* [TEXT EXCERPT]

Today’s clash between Ireland and Wales at the Aviva Stadium in Dublin promises to be a fiery encounter. Warren Gatland’s returns to Ireland always pack a punch. But it would have to go some to match the infamous dust-up between the two nations on March 13, 1914 in the quagmire of the Balmoral showground­s on the outskirts of Belfast.

The match was written up as the most violent in the competitio­n’s history, although like all good stories – particular­ly those pertaining to events over a century ago – there are varying reports as to what actually happened.

What we know for sure is that the Welsh pack had come together for the first time at Twickenham in the first game of that year’s Championsh­ip, where, by all accounts, they had taken England to the cleaners. Wales lost 10-9 but the consolatio­n was their discovery of a magnificen­t pack.

Led by the Revd Alban Davies – “Church militant made flesh” as described by Huw Richards in A Game for Hooligans: The History of Rugby Union – and featuring four colliers, Wales went on to beat Scotland and France decisively in their next two games.

* [TASK DIRECTIONS]
Rename "Twickenham" as "Twickenham Stadium" in the part of the rugby match text between "What we know" and "a magnificen­t pack.", inclusive, and give that part with the change.

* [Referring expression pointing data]
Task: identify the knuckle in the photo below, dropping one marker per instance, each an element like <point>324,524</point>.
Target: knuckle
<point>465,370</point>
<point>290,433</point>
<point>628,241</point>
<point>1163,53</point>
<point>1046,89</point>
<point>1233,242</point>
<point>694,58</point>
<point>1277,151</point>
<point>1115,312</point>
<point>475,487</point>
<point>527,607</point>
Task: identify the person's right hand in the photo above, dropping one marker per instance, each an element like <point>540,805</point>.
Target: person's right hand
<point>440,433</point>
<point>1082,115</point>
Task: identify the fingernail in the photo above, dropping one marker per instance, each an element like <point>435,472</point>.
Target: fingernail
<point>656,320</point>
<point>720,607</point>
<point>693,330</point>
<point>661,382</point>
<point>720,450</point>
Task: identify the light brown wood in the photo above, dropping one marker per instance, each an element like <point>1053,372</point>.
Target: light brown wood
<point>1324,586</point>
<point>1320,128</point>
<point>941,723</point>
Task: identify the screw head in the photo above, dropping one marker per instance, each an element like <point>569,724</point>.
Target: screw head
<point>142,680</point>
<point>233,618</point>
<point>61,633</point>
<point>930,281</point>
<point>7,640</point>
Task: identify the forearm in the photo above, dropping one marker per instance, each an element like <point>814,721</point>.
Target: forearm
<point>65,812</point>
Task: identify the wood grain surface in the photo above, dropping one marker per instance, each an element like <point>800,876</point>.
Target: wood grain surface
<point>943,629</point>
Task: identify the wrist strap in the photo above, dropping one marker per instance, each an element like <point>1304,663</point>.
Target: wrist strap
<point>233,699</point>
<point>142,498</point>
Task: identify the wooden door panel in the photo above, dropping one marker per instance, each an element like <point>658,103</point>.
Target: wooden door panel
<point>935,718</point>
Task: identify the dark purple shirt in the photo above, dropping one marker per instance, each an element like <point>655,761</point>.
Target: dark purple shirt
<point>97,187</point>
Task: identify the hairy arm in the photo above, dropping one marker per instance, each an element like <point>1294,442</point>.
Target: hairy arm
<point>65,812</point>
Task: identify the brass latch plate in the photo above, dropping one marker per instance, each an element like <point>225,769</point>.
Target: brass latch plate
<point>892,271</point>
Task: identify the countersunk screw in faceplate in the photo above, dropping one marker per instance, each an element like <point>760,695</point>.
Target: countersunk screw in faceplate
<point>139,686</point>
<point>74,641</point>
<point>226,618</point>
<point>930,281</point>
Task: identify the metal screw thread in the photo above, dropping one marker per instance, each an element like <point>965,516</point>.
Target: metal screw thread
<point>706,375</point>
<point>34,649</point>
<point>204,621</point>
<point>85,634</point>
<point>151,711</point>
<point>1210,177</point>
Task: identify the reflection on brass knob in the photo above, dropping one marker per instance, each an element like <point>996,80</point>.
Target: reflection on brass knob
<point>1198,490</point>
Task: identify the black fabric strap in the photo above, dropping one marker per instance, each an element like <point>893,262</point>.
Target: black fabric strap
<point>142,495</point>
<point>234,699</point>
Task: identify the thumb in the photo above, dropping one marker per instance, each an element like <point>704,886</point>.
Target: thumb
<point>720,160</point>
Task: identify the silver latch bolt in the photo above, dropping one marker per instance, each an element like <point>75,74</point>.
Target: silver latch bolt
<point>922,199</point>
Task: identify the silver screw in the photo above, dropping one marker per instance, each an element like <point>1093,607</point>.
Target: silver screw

* [YOUR RESPONSE]
What we know for sure is that the Welsh pack had come together for the first time at Twickenham Stadium in the first game of that year’s Championsh­ip, where, by all accounts, they had taken England to the cleaners. Wales lost 10-9 but the consolatio­n was their discovery of a magnificen­t pack.